→ **Brief**: Starting at the first line and ending at the last, repeat the material word for word.

→ **Provided records**:

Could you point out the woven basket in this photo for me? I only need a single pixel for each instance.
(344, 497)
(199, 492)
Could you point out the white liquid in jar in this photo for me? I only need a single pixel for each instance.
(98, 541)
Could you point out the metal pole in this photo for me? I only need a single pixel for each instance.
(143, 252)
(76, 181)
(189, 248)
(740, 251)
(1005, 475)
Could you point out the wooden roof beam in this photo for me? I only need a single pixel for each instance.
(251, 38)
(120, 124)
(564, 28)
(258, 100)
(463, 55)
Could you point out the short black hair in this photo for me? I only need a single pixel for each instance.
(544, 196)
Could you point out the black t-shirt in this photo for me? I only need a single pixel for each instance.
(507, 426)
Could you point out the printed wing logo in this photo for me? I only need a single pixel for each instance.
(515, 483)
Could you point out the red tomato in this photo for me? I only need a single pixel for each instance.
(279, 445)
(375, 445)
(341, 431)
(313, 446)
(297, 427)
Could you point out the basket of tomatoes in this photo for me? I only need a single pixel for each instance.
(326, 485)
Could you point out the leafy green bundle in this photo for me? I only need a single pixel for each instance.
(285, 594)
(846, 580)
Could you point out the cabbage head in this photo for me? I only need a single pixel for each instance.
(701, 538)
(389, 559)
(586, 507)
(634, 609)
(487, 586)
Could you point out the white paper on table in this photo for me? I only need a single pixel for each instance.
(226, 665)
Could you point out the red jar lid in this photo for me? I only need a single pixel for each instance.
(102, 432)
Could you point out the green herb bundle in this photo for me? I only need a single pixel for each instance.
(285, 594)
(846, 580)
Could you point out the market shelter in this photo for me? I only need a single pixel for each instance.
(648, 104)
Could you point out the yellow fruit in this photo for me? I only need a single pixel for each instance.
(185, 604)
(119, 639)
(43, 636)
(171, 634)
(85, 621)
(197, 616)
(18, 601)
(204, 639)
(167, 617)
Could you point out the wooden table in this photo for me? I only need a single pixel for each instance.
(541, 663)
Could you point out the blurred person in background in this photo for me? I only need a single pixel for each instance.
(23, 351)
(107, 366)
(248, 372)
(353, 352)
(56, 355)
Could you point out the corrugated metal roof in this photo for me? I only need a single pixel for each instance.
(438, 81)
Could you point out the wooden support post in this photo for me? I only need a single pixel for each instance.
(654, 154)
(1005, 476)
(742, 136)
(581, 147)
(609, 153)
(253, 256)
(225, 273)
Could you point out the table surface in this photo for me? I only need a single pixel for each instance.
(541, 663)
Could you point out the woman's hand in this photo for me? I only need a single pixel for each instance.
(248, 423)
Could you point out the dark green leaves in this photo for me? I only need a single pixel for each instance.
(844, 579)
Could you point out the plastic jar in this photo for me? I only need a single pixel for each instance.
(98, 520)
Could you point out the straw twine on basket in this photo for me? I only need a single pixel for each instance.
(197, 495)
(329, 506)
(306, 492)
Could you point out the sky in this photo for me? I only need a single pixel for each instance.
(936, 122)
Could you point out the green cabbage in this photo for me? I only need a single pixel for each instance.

→ **Result for this task**:
Could you point out the woven basket in this photo for me? I only need a single pixel for each instance.
(344, 497)
(199, 492)
Could you point out the white liquid in jar in this photo for me? I only need a single pixel for each instance.
(98, 541)
Could you point out the metal pole in this photo for me? I only need a single pixel for each instance.
(143, 252)
(76, 181)
(189, 248)
(740, 251)
(1005, 475)
Could you point out the wooden roof beam in this photo for me? I only need a single pixel for each instance.
(251, 38)
(120, 124)
(564, 28)
(258, 100)
(463, 55)
Could you point out the short black hair in this photo for me? I only need a single pixel for each instance.
(544, 196)
Could you point out the black t-shirt in this photo for me? I only need a single pixel for each instance.
(507, 426)
Could you point out the printed wing logo in this photo for me? I only need a single pixel for each instance.
(515, 483)
Could you point out the red tomato in this photo for me? I only need a single pixel for each instance.
(279, 445)
(375, 445)
(341, 431)
(313, 446)
(297, 427)
Could you point out the basket of tomatoes in this photo for me? I only need a single pixel for each instance.
(326, 485)
Could you point out the leafy green bundle in this photo for me? I only need a single pixel for each instance.
(285, 594)
(846, 580)
Could you point out the cabbage head in this photo for me? I only need a single pixel for each instance.
(701, 538)
(389, 559)
(586, 507)
(634, 609)
(487, 586)
Could you point out the white paper on table in this photo for me? I only need a single pixel for each instance.
(226, 665)
Could you point out the red jar lid in this photo for me? I only need a single pixel for each instance.
(102, 432)
Could you point out the green herb bundle in this photo for me? I only need a single pixel for each instance.
(285, 594)
(846, 580)
Could you point out the market shelter in this photo for me? I only need a single pixel for each instance.
(648, 104)
Could you point out the yellow fruit in this photo for me? I only need a single pixel for each instance.
(185, 604)
(119, 639)
(43, 636)
(171, 634)
(85, 621)
(197, 616)
(18, 601)
(204, 639)
(167, 617)
Could you point out the wooden table in this photo for me? I only need a single pixel for each instance.
(541, 663)
Could you point out the blurred person in background in this photo for me? I only need a single pixel for each instance.
(23, 351)
(107, 366)
(248, 372)
(353, 352)
(56, 355)
Could you point out the corrugated metal roof in this photo for me? I only need a single pixel for each instance.
(438, 81)
Could you point out the wooden support post in this photo for me? I only need a single pixel for each instance.
(654, 154)
(1005, 476)
(742, 136)
(581, 147)
(609, 153)
(253, 256)
(225, 273)
Could you point out the table surface in this photo for me? I only need a single pixel for each instance.
(541, 663)
Could you point out the woman's hand in this photo for me? I only need a single pixel for each instance.
(248, 423)
Could you point out the dark green leaves in this photo for me? I only need a single pixel for each instance.
(844, 579)
Could you point out the plastic jar in this photo for me? I only need a single pixel for each instance.
(98, 520)
Could you point out the straw twine on basket in this photo for me? I only need a single pixel for each instance.
(197, 495)
(329, 506)
(306, 492)
Could you point out the sky in this photo for me? I only need a single pixel for each instance.
(936, 122)
Could you point out the green cabbage in this photo for me? I only need a single pixel for each instance.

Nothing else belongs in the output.